** begin Quoted text **

Little life lessons from a left-hander
BY AMANDA BARLOW, NEW SOUTH wales-based media stringer
Left Handers Day celebrates the unique differences of left handers every year on August 13. On this special day I thought I’d share my personal left hander life lessons, dedicated to all my fellow left handers the world over!
When I was at school, they always made me write with my right hand. I was meant to be left handed. Never learnt a thing!’ John WATSON
Not all that long ago, children were strongly encouraged to be right-handed and left-handers struggled mercilessly with dip pens, smudging ink all over their pages with their sleeves. Frequently, left- handed children in the 1950s were forced to write with their right hand and in many cases, it meant they battled with their educations, just like John. In some countries today, it remains the case that writing with the right hand is still encouraged.
I’m a left-hander myself, with two right-handed parents, and two of my six siblings are also left-handed. Apparently, left-handers make up only 10% of the population so our family has its own little left-handed micro world. I can remember having the pencil taken out of my left hand and put straight into my right hand, when I first started school. When I insisted on putting it back into my left hand, Mother Margaret capitulated!
Being left-handed has brought its difficulties for me. I wasn’t very good at sewing anyway but having the needle in my left hand while everyone else had theirs in their right didn’t make for fast progress! I quickly learned to use right-handed scissors and only learned to knit when a left-handed visitor taught me. Neither my husband nor any of my four children is left-handed and I am forever the butt of their jokes…
When I’ve got a knife in my hand, “be careful of the left hander with a knife!”
When I’ve tagged a calf backwards, “another fine example of mum’s tagging!”
When I suggested I might buy myself a chainsaw, “you’ve got to be joking!”
Some left-handed people (including myself) have trouble telling left from right when it comes to directions. I’ve always had to give a reasonable amount of consideration to which way is left and which way is right. My niece, Imogen, has a freckle on her left hand which she uses to tell left from right. Her mother Caroline, my sister, struggles with directions too and says we’re both, “directionally challenged”. Some years ago, when she was living in London and I was visiting, we emerged from the Tate Gallery and we were so both confused about which way to go. We fell about laughing about our shared weakness and Caroline says she felt liberated by our sameness, “I was set free by the Tate Gallery!”

** end Quoted text **

## Problems to solve
1 > In the left-hander essay, how many of the writer's siblings are left-handed?
2 > Write the next part of the left-hander essay, picking up after its final sentence.

** begin Dataset records **

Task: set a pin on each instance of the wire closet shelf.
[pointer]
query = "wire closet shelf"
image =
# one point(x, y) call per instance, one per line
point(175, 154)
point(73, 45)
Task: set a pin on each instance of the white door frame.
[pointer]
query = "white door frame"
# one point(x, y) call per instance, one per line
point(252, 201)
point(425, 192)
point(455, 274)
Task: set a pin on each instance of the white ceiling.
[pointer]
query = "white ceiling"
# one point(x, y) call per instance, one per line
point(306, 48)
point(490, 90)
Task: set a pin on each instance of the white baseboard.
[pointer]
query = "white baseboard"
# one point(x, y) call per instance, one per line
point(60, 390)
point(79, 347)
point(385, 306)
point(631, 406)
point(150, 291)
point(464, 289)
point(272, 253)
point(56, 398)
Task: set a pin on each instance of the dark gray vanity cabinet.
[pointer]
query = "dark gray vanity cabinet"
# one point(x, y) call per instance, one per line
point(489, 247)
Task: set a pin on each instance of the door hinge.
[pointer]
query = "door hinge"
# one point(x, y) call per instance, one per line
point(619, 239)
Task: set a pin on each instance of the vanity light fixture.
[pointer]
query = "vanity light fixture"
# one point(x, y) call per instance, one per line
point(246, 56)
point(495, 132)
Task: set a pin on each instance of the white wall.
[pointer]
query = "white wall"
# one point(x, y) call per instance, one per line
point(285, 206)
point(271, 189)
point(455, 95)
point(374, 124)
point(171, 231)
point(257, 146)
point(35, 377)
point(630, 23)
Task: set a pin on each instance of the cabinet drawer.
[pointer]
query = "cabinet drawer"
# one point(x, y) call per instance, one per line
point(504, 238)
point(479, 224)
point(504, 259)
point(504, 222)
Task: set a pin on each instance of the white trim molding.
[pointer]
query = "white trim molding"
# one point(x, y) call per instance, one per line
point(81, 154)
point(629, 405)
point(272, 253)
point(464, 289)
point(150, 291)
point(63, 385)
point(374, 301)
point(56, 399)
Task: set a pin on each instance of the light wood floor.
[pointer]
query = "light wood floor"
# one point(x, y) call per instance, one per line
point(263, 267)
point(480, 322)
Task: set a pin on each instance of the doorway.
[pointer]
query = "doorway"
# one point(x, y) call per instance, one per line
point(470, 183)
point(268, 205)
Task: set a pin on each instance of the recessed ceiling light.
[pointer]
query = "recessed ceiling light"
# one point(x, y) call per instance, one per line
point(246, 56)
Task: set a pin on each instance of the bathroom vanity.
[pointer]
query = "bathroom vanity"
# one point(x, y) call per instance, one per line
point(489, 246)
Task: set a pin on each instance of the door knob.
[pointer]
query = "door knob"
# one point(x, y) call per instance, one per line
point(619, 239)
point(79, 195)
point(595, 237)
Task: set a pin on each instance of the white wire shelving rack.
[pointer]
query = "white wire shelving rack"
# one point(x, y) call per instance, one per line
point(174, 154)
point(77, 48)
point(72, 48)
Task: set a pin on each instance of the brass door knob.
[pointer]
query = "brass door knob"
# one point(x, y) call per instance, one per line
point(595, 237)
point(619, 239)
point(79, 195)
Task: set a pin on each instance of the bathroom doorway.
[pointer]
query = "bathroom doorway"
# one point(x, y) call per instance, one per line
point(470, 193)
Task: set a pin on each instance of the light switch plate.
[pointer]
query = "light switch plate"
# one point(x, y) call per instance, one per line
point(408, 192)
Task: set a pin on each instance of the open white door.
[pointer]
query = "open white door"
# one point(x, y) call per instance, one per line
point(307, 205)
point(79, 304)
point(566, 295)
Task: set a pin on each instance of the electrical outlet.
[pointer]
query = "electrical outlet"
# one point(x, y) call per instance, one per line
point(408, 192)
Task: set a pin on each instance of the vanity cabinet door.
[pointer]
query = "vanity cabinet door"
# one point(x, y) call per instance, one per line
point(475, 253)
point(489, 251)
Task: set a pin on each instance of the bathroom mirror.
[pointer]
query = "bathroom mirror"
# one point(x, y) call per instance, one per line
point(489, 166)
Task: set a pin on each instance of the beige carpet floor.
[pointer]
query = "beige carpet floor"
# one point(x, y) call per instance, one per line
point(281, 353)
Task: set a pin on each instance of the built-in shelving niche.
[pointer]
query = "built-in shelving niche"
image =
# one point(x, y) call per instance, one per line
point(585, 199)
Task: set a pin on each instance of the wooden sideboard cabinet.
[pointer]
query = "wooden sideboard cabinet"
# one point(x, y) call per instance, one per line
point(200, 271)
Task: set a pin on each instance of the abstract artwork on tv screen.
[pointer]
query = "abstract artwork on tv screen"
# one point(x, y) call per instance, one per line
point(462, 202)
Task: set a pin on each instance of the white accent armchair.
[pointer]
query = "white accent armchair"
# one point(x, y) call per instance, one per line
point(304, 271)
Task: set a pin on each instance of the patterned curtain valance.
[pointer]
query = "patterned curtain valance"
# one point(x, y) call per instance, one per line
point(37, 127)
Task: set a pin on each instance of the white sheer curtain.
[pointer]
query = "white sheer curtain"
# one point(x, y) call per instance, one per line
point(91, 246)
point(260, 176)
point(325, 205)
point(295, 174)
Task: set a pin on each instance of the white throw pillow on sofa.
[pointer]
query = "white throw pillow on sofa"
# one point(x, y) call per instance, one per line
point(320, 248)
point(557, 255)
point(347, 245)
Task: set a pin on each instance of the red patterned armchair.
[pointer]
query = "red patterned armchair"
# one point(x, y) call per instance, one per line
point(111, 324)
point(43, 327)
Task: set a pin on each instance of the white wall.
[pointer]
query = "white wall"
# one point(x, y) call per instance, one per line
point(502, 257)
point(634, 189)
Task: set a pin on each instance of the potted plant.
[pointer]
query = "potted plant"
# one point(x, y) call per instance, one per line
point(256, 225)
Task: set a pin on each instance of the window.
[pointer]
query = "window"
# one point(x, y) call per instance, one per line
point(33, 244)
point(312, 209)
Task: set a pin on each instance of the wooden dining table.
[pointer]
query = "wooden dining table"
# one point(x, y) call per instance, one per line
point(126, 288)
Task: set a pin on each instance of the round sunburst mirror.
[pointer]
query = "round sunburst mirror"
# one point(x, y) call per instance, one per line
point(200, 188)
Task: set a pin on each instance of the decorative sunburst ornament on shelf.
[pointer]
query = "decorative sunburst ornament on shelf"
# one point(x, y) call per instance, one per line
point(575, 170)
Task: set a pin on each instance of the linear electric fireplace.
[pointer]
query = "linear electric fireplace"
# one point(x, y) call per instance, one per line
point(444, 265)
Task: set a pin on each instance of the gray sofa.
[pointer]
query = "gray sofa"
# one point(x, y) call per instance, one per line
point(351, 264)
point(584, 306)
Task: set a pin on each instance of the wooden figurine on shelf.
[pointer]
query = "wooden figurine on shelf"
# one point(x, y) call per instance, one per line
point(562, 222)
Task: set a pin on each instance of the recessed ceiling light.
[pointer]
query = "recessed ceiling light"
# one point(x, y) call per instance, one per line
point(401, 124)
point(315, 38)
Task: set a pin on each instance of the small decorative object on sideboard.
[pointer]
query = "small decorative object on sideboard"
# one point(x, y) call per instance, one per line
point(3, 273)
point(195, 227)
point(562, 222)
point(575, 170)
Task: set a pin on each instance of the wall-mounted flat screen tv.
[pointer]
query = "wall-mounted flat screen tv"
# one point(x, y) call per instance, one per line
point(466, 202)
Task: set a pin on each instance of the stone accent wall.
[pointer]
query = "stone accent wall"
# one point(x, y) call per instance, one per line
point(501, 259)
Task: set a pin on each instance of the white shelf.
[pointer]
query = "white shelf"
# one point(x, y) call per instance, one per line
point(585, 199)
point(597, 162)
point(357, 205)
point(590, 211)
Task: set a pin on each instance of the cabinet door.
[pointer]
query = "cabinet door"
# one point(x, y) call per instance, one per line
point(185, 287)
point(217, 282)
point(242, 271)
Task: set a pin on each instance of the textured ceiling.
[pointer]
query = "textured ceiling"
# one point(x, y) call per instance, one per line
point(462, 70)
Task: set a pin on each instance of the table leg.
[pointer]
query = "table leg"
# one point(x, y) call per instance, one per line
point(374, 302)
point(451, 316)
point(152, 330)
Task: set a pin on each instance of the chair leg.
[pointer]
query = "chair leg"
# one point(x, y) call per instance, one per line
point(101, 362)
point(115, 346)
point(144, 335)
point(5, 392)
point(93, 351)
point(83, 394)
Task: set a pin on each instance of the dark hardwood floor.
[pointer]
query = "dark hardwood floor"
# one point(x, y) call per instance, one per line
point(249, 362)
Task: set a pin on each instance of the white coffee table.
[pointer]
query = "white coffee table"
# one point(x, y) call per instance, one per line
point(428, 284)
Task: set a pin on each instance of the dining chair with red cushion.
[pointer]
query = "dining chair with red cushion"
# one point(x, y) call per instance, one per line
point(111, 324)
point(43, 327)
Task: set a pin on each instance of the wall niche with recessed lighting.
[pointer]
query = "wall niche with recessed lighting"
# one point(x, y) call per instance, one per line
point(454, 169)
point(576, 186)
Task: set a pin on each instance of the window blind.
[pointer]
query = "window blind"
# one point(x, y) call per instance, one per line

** end Dataset records **

## Results for the exercise
1 > Two of the writer's six siblings are left-handed.

2 >
Caroline, is a proud left-hander. She says left-handers are identifiable and quirky. She believes she can often pick if someone is left-handed. The quirkiest person I know is my left-handed brother, Nicholas. He has an extraordinary collection of eclectic interests which include the American Civil War, particularly the Confederate General, Robert E. Lee, music, guns, shooting, hunting, dogs, knots, leatherwork, horses, Santa Gertrudis cattle and whip making. He has ten Clydesdale horses and his current dream is to drive a four-in-hand Clydesdale team at the Melbourne Show. Nicholas does not casually pursue his interests, he is extremely invested, accumulating an encyclopaedic amount of knowledge. Whether this is connected with left-handedness or not, I don’t know…but it does make me wonder!
Over time I’ve come to learn there are degrees of left-handedness. I’ve broken my left hand twice, once falling off a rearing horse and once getting kicked by a cow, both times I was forced to adapt to using my right hand for many tasks including writing…albeit somewhat untidily! While I play tennis with my left hand, I’m never sure which hand to play golf with. Perhaps my left-handedness has been tempered by circumstance?
Inverted left-handers turn their fingers towards their body when they write. Barack Obama, Prince William and my brother all do this. I don’t know about the neatness of Barack or William’s writing, but my brother’s scrawl has always resembled hieroglyphics! On the other hand, Caroline and I write like right handers, holding the pen conventionally, but in our left hand and our writing is quite neat.
It might surprise you to know that some animals have left-handed tendencies. As a horse rider who bred, trained, rode and showed ponies and horses for many years, I quickly realised that most horses prefer the right side of going. This means they canter with more ease on the right leg and are more comfortable on that leg. They also trot more willingly in a circle to the right rather than to the left. I’ve had horses fight strongly against going to the left and refuse to canter on the left leg.
For the purposes of this piece, I asked a few people about their experience of being left-handed. Who better to ask than my hairdresser, Toni, and her business partner, Sue. Both initially said that being left-handed made absolutely no difference to them. However, as was talked they began to reflect that being left-handed had in fact, has presented interesting challenges. Toni, a very fine cutter, said that she had trouble learning to cut hair and that she finds it difficult to teach right-handers. Sue cuts with left handed scissors and believes her creative flair, particularly with sewing, is attributed to her left-handed ways.
Fellow Rural Room Media Stringer, Emma Leonard, said of her left-handed experience, “being left handed in a right-handed world certainly has its little challenges!”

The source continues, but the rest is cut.